Page text:
Multiplication is the process in Western alchemy used to increase the potency of the philosopher's stone, elixir or projection powder. It occurs near the end of the magnum opus in order to increase the gains in the subsequent projection. George Ripley gives the following definition of multiplication:[1]

Augmentation it is of the Elixer indeede,
In goodnes and quantitie both for white and red
Multiplication is therefore as they doe write,
That thing that doth augment medicines in each degree,
In colour, in odour, in vertue and also in quantitee.

Multiplication was also used to describe the facet of alchemy chiefly concerned with the reproduction of physical gold and silver. Such is the case in Henry IV's 1404 statute against the craft of multiplication (5 Hen. 4. c. 4).[2] Henry VI began to issue patents for the practice of alchemy, but the act of Parliament against multipliers was not repealed until 1689.

Method[edit]

In his discussion of multiplication, Ripley goes on to compare the medicine or elixir to fire. He notes that the methods of multiplication are related to the processes of congelation, cibation, and fermentation. In doing so he also hints at multiplication's internal significance.

Task prompt:
Please continue the passage above on multiplication in alchemy, starting right after its last sentence.

Recorded information:
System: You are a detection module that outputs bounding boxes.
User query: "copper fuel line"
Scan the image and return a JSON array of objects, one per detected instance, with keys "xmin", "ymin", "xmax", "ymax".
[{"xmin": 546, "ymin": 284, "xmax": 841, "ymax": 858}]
==
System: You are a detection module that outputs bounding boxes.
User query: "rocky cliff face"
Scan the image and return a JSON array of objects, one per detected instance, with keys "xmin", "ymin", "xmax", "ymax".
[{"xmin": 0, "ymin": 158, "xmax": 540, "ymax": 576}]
...
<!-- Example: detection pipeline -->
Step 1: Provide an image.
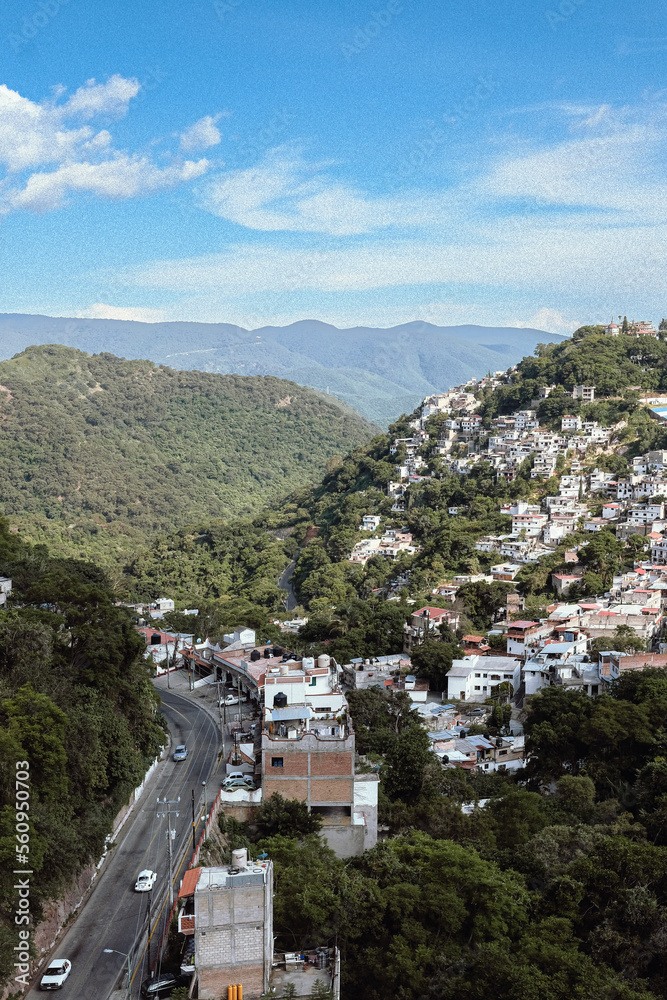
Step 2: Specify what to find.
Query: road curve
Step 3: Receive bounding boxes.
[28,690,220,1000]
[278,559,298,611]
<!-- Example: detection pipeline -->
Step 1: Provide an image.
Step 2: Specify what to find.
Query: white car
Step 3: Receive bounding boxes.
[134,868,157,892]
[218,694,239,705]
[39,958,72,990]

Answer section:
And why may you multiply this medicine infinitely,
Forsooth the cause is this,
For it is fire, which kindled will never die,
Dwelling with you, as fire does in houses,
Of which one spark may make more fire this way,
As musk in pigments and other spices more,
In virtue multiplied, and our medicine right so.[...]

Keep in your fire therefore both morning and evening,
So that you do not need to run from house to house,
Among thy neighbours to seek or borrow your fire ,
The more you keep, the more good shall you win,
Multiplying it always more and more within your glass,
By feeding with Mercury unto your lives end,
So shall you have more than you need to spend.
[3]

Like Ripley, other sources describe multiplication as subjecting the philosopher's stone to further maturation by reiterating the same processes as was used to originally make it.[4] Sendivogius writes, "Having made an End with the Composition of the Lapis, there remains its Multiplication in infinitum which is effected by the same way and with the same operations the Lapis was made; only that instead of dissolved Gold or Silver, you lay in only so much of the Lapis as you laid in before of the said Gold or Silver for the first Confection of the Lapis."[5] Comparisons to plant and animal reproduction were also made.

References[edit]

  1. ^ Stanton J. Linden. The Alchemy Reader: from Hermes Trismegistus to Isaac Newton. Cambridge University Press 2003. p. 18.
  2. ^ Sir Edward Coke.The third part of the Institutes of the laws of England: concerning high treason, and other pleas of the crown, and criminal causes. 1797.
  3. ^ George Ripley. The Compound of Alchymy. 1591. Ripley's Eleventh Gate.
  4. ^ Artephius. The Secret Book of Artephius. (unknown date, possibly 12th century)
  5. ^ Michael Sendivogius. Traitez du Cosmopolite nouvellement decouverts ou apres avoir donne unde idee d'une Societe de Philosophes, Paris, 1691.